------ Selected extract

Read a matlab .mat file using h5py

I want to use Python3 package h5py to read a matlab .mat file of version 7.3.

It contains a variable in matlab, named results.

It contains a 1*1 cell, and the value in the struct inside is what I need.

In matlab, I can get these data through the following code:

load('.mat PATH');
results{1}.res

How should I read this data in h5py? Example .mat file can be obtained from here

Solution

While h5py can read h5 files from MATLAB, figuring out what is there takes some exploring - looking at keys groups and datasets (and possibly attr). There's nothing in scipy that will help you (scipy.io.loadmat is for the old MATLAB mat format).

With the downloaded file:

In [61]: f = h5py.File('Downloads/Basketball_ECO_HC.mat','r')
In [62]: f
Out[62]: <HDF5 file "Basketball_ECO_HC.mat" (mode r)>
In [63]: f.keys()
Out[63]: <KeysViewHDF5 ['#refs#', 'results']>
In [65]: f['results']
Out[65]: <HDF5 dataset "results": shape (1, 1), type "|O">
In [66]: arr = f['results'][:]
In [67]: arr
Out[67]: array([[<HDF5 object reference>]], dtype=object)
In [68]: arr.item()
Out[68]: <HDF5 object reference>

I'd have to check the h5py docs to see if I can check that object reference further. I'm not familiar with it.

But exploring the other key:

In [69]: list(f.keys())[0]
Out[69]: '#refs#'
In [70]: f[list(f.keys())[0]]
Out[70]: <HDF5 group "/#refs#" (2 members)>
In [71]: f[list(f.keys())[0]].keys()
Out[71]: <KeysViewHDF5 ['a', 'b']>
In [72]: f[list(f.keys())[0]]['a']
Out[72]: <HDF5 dataset "a": shape (2,), type "<u8">
In [73]: _[:]
Out[73]: array([0, 0], dtype=uint64)
In [74]: f[list(f.keys())[0]]['b']
Out[74]: <HDF5 group "/#refs#/b" (7 members)>
In [75]: f[list(f.keys())[0]]['b'].keys()
Out[75]: <KeysViewHDF5 ['annoBegin', 'fps', 'fps_no_ftr', 'len', 'res', 'startFrame', 'type']>
In [76]: f[list(f.keys())[0]]['b']['fps']
Out[76]: <HDF5 dataset "fps": shape (1, 1), type "<f8">
In [77]: f[list(f.keys())[0]]['b']['fps'][:]
Out[77]: array([[22.36617883]])

------------
------ Recorded information

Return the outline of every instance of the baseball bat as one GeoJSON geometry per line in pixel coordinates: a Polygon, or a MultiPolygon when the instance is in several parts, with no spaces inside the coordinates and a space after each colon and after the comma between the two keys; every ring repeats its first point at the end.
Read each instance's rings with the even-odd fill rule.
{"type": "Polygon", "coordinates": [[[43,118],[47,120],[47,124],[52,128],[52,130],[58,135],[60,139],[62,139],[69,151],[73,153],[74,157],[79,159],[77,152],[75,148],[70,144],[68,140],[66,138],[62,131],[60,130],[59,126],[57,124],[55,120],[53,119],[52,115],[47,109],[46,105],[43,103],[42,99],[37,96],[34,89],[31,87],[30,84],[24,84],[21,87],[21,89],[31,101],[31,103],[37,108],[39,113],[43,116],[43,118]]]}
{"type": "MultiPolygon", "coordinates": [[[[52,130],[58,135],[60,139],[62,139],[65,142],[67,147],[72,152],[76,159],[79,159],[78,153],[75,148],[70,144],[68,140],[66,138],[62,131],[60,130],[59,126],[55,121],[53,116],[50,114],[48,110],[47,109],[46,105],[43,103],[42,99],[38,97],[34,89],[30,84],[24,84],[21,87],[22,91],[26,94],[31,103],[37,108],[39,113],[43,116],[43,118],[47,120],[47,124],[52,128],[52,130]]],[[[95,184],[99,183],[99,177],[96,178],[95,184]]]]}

------------

> **Problem details**:
Transcribe the passage of the h5py thread above starting at "While h5py can" and ending at "In [63]: f.keys()".

> **Finished answer**:
While h5py can read h5 files from MATLAB, figuring out what is there takes some exploring - looking at keys groups and datasets (and possibly attr). There's nothing in scipy that will help you (scipy.io.loadmat is for the old MATLAB mat format).

With the downloaded file:

In [61]: f = h5py.File('Downloads/Basketball_ECO_HC.mat','r')
In [62]: f
Out[62]: <HDF5 file "Basketball_ECO_HC.mat" (mode r)>
In [63]: f.keys()